** Document **

0

While iterating, I am saving some data to a hash each time. Within the same loop, I push the hash to an array.

The below code does not work, the last hash object overwrites all the other ones in the array.

playlists = []
aPlaylist = {}

while (count < 3)
    #some code... produces the hash "aPlaylist"
    playlist << aPlaylist
end

The code below does work. Why, and what is the difference?

playlists = []

while (count < 3)
    aPlaylist = {}
    #some code... produces the hash "aPlaylist"
    playlist << aPlaylist
end

Here are the correct and wrong outputs (converted to csv): https://i.sstatic.net/wISqj.jpg.

** Instruction **
Could you rewrite the post about pushing a hash into an array, starting at "The below code" and ending at "is the difference?", with "aPlaylist" changed to "currentPlaylist"?

** Given information **
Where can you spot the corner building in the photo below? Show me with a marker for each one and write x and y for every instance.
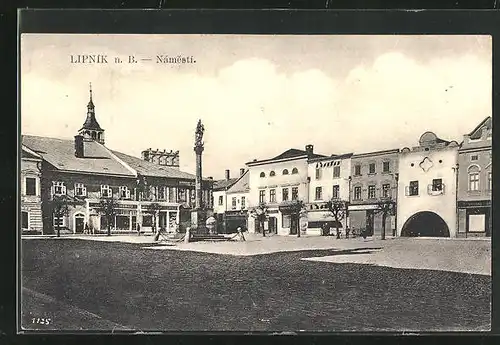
(427, 194)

** Exercise output **
The below code does not work, the last hash object overwrites all the other ones in the array.

playlists = []
currentPlaylist = {}

while (count < 3)
    #some code... produces the hash "currentPlaylist"
    playlist << currentPlaylist
end

The code below does work. Why, and what is the difference?